Rename "instance masks" to "object masks" throughout the rows below and reproduce them otherwise unchanged, leaving out the pictures.
Start SOURCE DATA
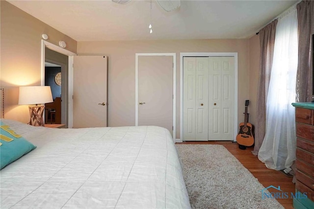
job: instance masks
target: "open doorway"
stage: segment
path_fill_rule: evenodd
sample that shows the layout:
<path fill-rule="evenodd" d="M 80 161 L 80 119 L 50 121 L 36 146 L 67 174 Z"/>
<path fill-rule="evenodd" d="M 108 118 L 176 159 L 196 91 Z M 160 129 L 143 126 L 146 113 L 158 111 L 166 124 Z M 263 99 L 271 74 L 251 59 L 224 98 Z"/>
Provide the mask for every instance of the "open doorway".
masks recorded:
<path fill-rule="evenodd" d="M 45 51 L 45 85 L 50 86 L 53 99 L 45 105 L 45 122 L 65 124 L 67 128 L 69 57 L 47 47 Z"/>
<path fill-rule="evenodd" d="M 45 85 L 51 88 L 53 102 L 45 105 L 45 124 L 61 124 L 61 66 L 45 62 Z"/>

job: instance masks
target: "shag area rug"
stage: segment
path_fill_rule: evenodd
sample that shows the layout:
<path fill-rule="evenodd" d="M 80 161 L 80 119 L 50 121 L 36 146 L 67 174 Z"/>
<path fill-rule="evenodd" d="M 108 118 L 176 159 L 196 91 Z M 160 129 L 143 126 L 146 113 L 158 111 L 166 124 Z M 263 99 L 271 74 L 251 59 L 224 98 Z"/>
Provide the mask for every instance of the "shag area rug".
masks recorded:
<path fill-rule="evenodd" d="M 192 209 L 284 209 L 222 145 L 176 144 Z"/>

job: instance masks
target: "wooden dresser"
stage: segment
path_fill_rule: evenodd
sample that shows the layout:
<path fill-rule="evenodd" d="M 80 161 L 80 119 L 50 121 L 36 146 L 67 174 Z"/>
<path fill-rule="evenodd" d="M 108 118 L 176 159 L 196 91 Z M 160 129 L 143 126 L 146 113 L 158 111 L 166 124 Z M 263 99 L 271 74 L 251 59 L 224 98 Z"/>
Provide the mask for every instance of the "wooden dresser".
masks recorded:
<path fill-rule="evenodd" d="M 294 198 L 293 207 L 314 209 L 314 103 L 292 105 L 296 128 L 296 192 L 306 195 Z"/>

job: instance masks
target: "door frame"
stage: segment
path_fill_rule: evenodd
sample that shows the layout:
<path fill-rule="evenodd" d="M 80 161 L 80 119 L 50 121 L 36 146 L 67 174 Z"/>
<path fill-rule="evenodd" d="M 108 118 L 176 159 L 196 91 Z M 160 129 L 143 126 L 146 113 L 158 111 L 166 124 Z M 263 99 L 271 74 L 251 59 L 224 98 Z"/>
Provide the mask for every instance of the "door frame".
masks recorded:
<path fill-rule="evenodd" d="M 172 56 L 173 66 L 172 81 L 172 138 L 176 139 L 176 53 L 135 53 L 135 126 L 138 126 L 138 56 Z"/>
<path fill-rule="evenodd" d="M 235 111 L 234 137 L 237 134 L 237 52 L 181 52 L 180 53 L 180 139 L 176 142 L 183 141 L 183 56 L 233 56 L 235 58 Z"/>
<path fill-rule="evenodd" d="M 58 46 L 55 45 L 50 42 L 43 39 L 41 40 L 41 85 L 45 85 L 45 48 L 47 48 L 56 52 L 57 52 L 65 54 L 68 56 L 68 92 L 64 92 L 65 97 L 68 97 L 68 109 L 69 114 L 68 116 L 68 128 L 72 129 L 73 128 L 73 56 L 77 55 L 65 49 L 62 48 Z M 72 95 L 72 96 L 71 96 Z M 72 98 L 71 98 L 72 97 Z"/>

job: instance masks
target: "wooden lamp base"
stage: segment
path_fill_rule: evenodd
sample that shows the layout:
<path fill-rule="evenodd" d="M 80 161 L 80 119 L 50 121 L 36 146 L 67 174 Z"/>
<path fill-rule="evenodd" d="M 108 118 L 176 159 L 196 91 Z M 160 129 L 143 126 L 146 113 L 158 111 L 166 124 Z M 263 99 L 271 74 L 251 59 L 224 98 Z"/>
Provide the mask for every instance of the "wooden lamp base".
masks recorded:
<path fill-rule="evenodd" d="M 45 110 L 44 105 L 28 106 L 30 120 L 29 125 L 34 126 L 45 126 L 43 115 Z"/>

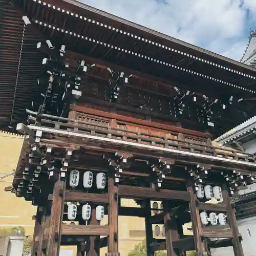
End SOURCE DATA
ANSWER BELOW
job: object masks
target: "open doorway"
stage: segment
path_fill_rule: evenodd
sample that shows the layout:
<path fill-rule="evenodd" d="M 80 161 L 80 119 L 50 121 L 36 146 L 67 174 Z"/>
<path fill-rule="evenodd" d="M 108 118 L 176 159 L 196 91 Z M 160 129 L 143 126 L 146 113 L 158 111 L 166 124 Z M 263 99 L 271 74 L 251 59 L 224 98 Z"/>
Provide the mask for every instance of the "open doorway".
masks recorded:
<path fill-rule="evenodd" d="M 45 51 L 45 85 L 50 86 L 53 99 L 45 105 L 45 122 L 65 124 L 67 128 L 69 57 L 47 47 Z"/>
<path fill-rule="evenodd" d="M 45 85 L 51 88 L 53 102 L 45 105 L 45 124 L 61 124 L 61 66 L 45 62 Z"/>

job: object masks
target: "shag area rug"
stage: segment
path_fill_rule: evenodd
sample that shows the layout:
<path fill-rule="evenodd" d="M 80 161 L 80 119 L 50 121 L 36 146 L 67 174 Z"/>
<path fill-rule="evenodd" d="M 108 118 L 176 159 L 196 91 Z M 160 129 L 143 126 L 146 113 L 158 111 L 166 124 Z M 263 99 L 271 74 L 251 59 L 224 98 Z"/>
Provide the mask for every instance of the "shag area rug".
masks recorded:
<path fill-rule="evenodd" d="M 192 209 L 284 209 L 222 145 L 176 144 Z"/>

job: object masks
target: "wooden dresser"
stage: segment
path_fill_rule: evenodd
sample that shows the layout:
<path fill-rule="evenodd" d="M 80 161 L 80 119 L 50 121 L 36 146 L 67 174 Z"/>
<path fill-rule="evenodd" d="M 108 118 L 176 159 L 196 91 Z M 160 129 L 143 126 L 146 113 L 158 111 L 166 124 Z M 263 99 L 271 74 L 251 59 L 224 98 Z"/>
Provide the mask for every instance of the "wooden dresser".
masks recorded:
<path fill-rule="evenodd" d="M 294 198 L 293 207 L 314 209 L 314 103 L 292 105 L 296 128 L 296 192 L 306 195 Z"/>

job: object masks
target: "door frame"
stage: segment
path_fill_rule: evenodd
sample that shows the layout:
<path fill-rule="evenodd" d="M 80 161 L 80 119 L 50 121 L 36 146 L 67 174 Z"/>
<path fill-rule="evenodd" d="M 108 118 L 176 159 L 196 91 Z M 160 129 L 143 126 L 146 113 L 158 111 L 166 124 Z M 263 99 L 271 74 L 251 59 L 224 98 Z"/>
Provide the mask for every instance of the "door frame".
masks recorded:
<path fill-rule="evenodd" d="M 172 56 L 173 66 L 172 81 L 172 138 L 176 139 L 176 53 L 135 53 L 135 126 L 138 126 L 138 56 Z"/>
<path fill-rule="evenodd" d="M 235 111 L 234 137 L 237 134 L 237 52 L 181 52 L 180 53 L 180 139 L 176 142 L 183 141 L 183 56 L 233 56 L 235 58 Z"/>
<path fill-rule="evenodd" d="M 58 46 L 55 45 L 50 42 L 43 39 L 41 40 L 41 85 L 45 85 L 45 48 L 47 48 L 56 52 L 57 52 L 65 54 L 68 56 L 68 92 L 64 92 L 65 97 L 68 97 L 68 109 L 69 114 L 68 116 L 68 128 L 72 129 L 73 128 L 73 56 L 77 55 L 65 49 L 62 48 Z M 72 95 L 72 96 L 71 96 Z M 72 98 L 71 98 L 72 97 Z"/>

job: object masks
target: "wooden lamp base"
stage: segment
path_fill_rule: evenodd
sample that shows the layout:
<path fill-rule="evenodd" d="M 80 161 L 80 119 L 50 121 L 36 146 L 67 174 Z"/>
<path fill-rule="evenodd" d="M 108 118 L 176 159 L 196 91 Z M 160 129 L 143 126 L 146 113 L 158 111 L 166 124 Z M 263 99 L 271 74 L 251 59 L 224 98 Z"/>
Provide the mask for every instance of the "wooden lamp base".
masks recorded:
<path fill-rule="evenodd" d="M 45 110 L 44 105 L 28 106 L 30 120 L 29 125 L 34 126 L 45 126 L 43 115 Z"/>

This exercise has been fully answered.